*** Working data ***
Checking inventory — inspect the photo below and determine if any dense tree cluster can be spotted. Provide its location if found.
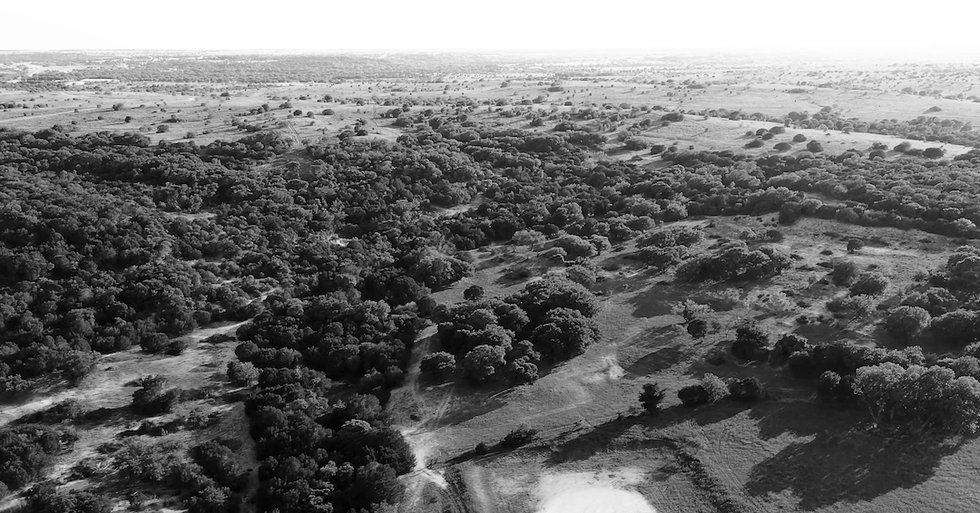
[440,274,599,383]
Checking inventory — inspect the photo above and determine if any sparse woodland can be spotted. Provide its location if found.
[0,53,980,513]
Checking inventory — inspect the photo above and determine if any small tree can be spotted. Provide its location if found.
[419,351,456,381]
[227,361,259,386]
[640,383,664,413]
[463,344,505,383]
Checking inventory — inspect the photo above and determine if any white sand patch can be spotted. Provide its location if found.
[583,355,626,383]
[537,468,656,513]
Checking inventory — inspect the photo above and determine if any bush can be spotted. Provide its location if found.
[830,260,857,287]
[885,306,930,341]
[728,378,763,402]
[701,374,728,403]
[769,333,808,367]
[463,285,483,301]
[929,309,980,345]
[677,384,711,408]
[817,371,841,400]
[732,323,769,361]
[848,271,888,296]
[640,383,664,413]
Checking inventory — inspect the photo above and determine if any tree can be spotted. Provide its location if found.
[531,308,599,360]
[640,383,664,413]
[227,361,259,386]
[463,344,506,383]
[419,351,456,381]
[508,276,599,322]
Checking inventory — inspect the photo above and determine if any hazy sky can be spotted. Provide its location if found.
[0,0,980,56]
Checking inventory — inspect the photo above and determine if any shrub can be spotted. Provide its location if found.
***
* **Problem description**: Reproduce every item above verbatim, line for line, omitting the picture.

* **Response to this task**:
Checking inventory — inspect the photo below and determine if any dense tree cluster can be spotted. Provide its location if found.
[440,274,599,383]
Checking inventory — inspect the photo above and determine if any sparse woodland can be spotted. Provide its location if found.
[0,53,980,513]
Checking inventory — inspect the photo above and determine if any small tree can be spotted. Provide its location if found.
[419,351,456,381]
[227,361,259,386]
[640,383,664,413]
[463,344,505,383]
Checking inventory — inspect the photo above and determine if any white sand patch can be spotted. Provide its location if found.
[583,355,626,383]
[537,468,656,513]
Checking inventory — inspect the photo above and determine if any bush can be spotted. Provide its location if found.
[830,260,857,287]
[885,306,930,341]
[728,378,763,402]
[701,374,728,403]
[769,333,808,367]
[463,285,483,301]
[929,309,980,345]
[677,384,711,408]
[817,371,841,400]
[732,323,769,361]
[848,271,888,296]
[640,383,664,413]
Checking inventory — inspect the photo above and determine if any tree can be spotted. Provide its location if found.
[531,308,599,360]
[640,383,664,413]
[227,361,259,386]
[463,344,506,383]
[419,351,456,381]
[508,276,599,322]
Checking inventory — inspect the photo above and determine if any hazy sky can be spotted. Provide its location if found.
[0,0,980,56]
Checking inventory — inspect the photo above and determine if any shrub can be spotted. Provide its location if found.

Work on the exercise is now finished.